O que fazer: Dê continuidade ao texto sobre a poesia de Maria Lúcia Alvim, começando logo após a última frase apresentada.

Documento de origem:
Literatura brasileira,

Fruta mordida

Coletânea joga luz sobre a poesia de Maria Lúcia Alvim, tensionada entre a natureza, as palavras e o erotismo

01fev2021 | Edição #42

Nota do editor: A poeta Maria Lúcia Alvim, nascida em Araxá (MG), morreu aos 88 anos, vítima de Covid-19, na quarta (3) em Juiz de Fora (MG).

Umbigo de bananeira
os lábios dela
por onde nasci
Ladeada de lágrimas
espargindo seu nome
Depositei sobre o túmulo
Uma a uma.

O segundo poema de Batendo pasto, de Maria Lúcia Alvim, costura, em apenas sete versos, as principais linhas de força desse livro: o reconhecimento dos corpos, os corpos que se confundem com o bioma ou dele se alimentam, a questão da origem, o ato prodigioso de nomear — e, como veremos, a qualidade ambivalente, multiforme e luxuriosa de todo nome.

Escrito em 1982 e trazido à luz agora pelo esforço conjunto dos poetas Ricardo Domeneck, Guilherme Gontijo Flores e Paulo Henriques Britto, Batendo pasto chega para nos defrontar com a potência e a precisão da escrita de Maria Lúcia Alvim. Nascida em Araxá (MG), em 1932, e ainda viva, a poeta compartilha o sobrenome e o ofício com dois irmãos: o celebrado Francisco, dono de uma escrita conhecida por sua ironia e concisão e que oscila entre a acidez e a ternura; e Maria Ângela, a mais velha, que morreu precocemente e publicou, em vida, apenas um livro, Superfície (1950), marcado por um lirismo elegante, de teor místico e especulativo. Maria Lúcia, a irmã do meio, já havia publicado cinco livros de poesia entre 1959 e 1980, e teve sua obra reunida em Vivenda (1989), pela coleção Claro Enigma.

Registros contidos em um conjunto de dados:

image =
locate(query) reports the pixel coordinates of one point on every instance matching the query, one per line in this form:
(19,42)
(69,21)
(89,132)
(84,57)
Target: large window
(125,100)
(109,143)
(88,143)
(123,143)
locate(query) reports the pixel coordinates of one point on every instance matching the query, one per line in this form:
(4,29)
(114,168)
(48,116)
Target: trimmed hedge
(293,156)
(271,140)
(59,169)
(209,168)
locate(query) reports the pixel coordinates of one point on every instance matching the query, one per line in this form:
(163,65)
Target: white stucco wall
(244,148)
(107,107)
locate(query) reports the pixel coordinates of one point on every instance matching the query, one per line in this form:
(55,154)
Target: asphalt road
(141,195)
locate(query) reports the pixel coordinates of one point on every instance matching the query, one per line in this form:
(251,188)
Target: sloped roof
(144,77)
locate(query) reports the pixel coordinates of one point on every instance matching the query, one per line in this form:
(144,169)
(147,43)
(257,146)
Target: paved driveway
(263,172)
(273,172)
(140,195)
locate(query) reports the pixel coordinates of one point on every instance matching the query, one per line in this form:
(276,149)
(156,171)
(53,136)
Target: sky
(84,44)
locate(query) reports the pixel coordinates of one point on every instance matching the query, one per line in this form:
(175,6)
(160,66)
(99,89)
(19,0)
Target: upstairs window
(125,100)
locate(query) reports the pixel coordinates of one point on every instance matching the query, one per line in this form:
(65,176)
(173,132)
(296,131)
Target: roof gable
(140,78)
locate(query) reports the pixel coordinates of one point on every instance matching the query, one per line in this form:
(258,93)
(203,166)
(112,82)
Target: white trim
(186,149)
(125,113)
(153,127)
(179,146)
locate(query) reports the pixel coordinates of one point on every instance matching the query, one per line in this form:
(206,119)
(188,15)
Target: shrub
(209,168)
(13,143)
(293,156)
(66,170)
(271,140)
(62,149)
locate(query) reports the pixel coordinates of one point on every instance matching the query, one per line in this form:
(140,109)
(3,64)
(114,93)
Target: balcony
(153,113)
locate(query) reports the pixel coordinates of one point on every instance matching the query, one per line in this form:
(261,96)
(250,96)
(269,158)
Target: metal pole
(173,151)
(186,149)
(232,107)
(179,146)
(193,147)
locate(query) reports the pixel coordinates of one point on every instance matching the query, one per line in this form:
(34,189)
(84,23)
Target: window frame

Espaço da resposta:
Multifacetada, Maria Lúcia exercitou com maestria tanto as formas poéticas tradicionais como o verso livre, o poema-piada, os pastiches e as construções poéticas espacializadas. Tamanha versatilidade, sempre atrelada a uma lucidez aguda com relação à própria escrita (o que faz com que essa produção, ainda que mais breve, se irmane a obras prolíficas como a de Drummond), já seria motivo suficiente para mobilizar a atenção da crítica. Porém, talvez justamente pela sua qualidade desprendida de escolas específicas e das neovanguardas, a obra de Maria Lúcia não se difundiu e não foi estudada como merecia — e, mais do que nunca, merece. Some-se a isso, como escreve Domeneck no prefácio, “a marginalização da escrita de mulheres no cânone, o pavor do não-típico” e a “tragédia cultural contínua, de um país que não se cansa de desperdiçar poetas”. Para celebrar e fazer jus a esse importante retorno, sigamos, então, rente ao pasto.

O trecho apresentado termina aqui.